▶ _Passage shown_:
▬▬▬▬▬▬▬▬▬▬
The same bug exists with Redhat Beta "null" (kernel 2.4.18-11). This bug was resolved using 2.4.18-5 for RH 7.3. Seems like the patch did not make it to Redhat beta ?
In initial testing with the new board you sent, we have not reproduced this. Perhaps you need to tell us more about the configuration in which you are seeing the problem. Could you do that, please?
From: "Kannanthanam, Boji T" <boji.t.kannanthanam> We saw the problem on the standard SMP kernel on Redhat 7.3 and RH Beta (Null). To reproduce the problem just do a "cat /proc/scsi/gdth/# " where "#" is the nth SCSI controller on the system. You can also see the Kernel OOPS when you unload the "gdth" module. I usually have Redhat installed on a RAID driver on the controller.
The cat /proc/scsi/gdth/# is exactly what I did to try to reproduce the problem.
▬▬▬▬▬▬▬▬▬▬
▶ _Material provided_:
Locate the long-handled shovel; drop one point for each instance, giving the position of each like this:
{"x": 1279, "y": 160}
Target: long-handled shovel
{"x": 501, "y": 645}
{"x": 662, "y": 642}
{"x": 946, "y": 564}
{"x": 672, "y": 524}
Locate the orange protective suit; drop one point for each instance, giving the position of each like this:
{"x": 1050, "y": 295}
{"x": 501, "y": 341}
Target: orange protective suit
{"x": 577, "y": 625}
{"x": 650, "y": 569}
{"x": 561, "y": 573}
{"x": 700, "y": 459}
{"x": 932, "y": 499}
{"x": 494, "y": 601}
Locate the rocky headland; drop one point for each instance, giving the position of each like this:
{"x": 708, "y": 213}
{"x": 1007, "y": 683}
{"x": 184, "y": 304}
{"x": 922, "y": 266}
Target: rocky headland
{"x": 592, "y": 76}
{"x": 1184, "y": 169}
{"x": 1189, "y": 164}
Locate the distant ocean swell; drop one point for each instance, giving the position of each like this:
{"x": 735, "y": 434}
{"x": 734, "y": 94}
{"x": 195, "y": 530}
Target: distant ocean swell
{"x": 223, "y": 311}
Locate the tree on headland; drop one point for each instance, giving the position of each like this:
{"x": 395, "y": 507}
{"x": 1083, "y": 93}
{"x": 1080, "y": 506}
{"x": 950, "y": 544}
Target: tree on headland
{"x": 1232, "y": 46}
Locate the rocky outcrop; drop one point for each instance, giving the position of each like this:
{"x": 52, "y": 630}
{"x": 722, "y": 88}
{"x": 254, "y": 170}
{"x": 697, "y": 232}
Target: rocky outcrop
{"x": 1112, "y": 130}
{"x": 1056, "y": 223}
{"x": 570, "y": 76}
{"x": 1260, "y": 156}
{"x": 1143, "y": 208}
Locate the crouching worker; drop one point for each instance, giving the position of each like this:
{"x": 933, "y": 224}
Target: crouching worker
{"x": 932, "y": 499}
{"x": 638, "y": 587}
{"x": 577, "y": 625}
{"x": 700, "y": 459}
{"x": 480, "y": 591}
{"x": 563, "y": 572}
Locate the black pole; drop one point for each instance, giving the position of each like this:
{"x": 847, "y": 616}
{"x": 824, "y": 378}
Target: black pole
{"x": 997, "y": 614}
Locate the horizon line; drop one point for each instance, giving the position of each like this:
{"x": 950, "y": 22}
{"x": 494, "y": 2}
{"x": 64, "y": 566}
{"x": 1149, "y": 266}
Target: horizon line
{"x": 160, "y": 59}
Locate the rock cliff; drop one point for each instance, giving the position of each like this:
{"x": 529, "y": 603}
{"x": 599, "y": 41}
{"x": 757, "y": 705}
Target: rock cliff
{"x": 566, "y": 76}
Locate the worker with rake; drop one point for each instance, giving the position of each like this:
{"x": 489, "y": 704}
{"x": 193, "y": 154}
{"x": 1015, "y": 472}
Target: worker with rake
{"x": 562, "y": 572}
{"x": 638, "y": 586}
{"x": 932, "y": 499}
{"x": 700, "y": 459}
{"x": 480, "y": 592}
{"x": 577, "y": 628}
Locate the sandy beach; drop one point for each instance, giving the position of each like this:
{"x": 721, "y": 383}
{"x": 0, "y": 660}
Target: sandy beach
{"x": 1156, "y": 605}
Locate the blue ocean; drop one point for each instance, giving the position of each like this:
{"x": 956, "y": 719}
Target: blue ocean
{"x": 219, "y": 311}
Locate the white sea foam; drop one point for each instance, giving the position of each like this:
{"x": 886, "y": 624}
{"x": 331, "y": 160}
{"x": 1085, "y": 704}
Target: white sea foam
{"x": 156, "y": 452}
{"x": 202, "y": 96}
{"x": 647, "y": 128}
▬▬▬▬▬▬▬▬▬▬
▶ _Directives_:
A. Collect every line of the records above that contains the word "ocean", copying each one in full.
B. Resume the forum thread about the gdth driver bug on Red Hat kernels, writing what comes next after its final line.

▶ _Answers_:
A.
Locate the distant ocean swell; drop one point for each instance, giving the position of each like this:
Target: distant ocean swell
Locate the blue ocean; drop one point for each instance, giving the position of each like this:
Target: blue ocean

B.
this got fixed several errata ago
The problem occurs again in Red Hat Enterprise Linux release 2.9.5AS, kernel 2.4.21-1.1931.2.399.entsnmp! I debugged it and found out what's going wrong. The problem occurs in scsi_build_commandblocks() in scsi.c, called from scsi_get_host_dev(). scsi_get_host_dev() allocates a new Scsi_Device structure, sets the elements to 0 and gives the structure pointer to scsi_build_commandblocks(). This function calls spin_lock_irqsave() with request_queue.queue_lock as the first parameter. But this element is not initialized and a NULL pointer! The problem doesn't occur with the "original" 2.4.21 kernel. In this kernel scsi_build_commandblocks() calls spin_lock_irqsave() with a pointer to a defined spinlock_t structure "device_request_lock" as the first parameter.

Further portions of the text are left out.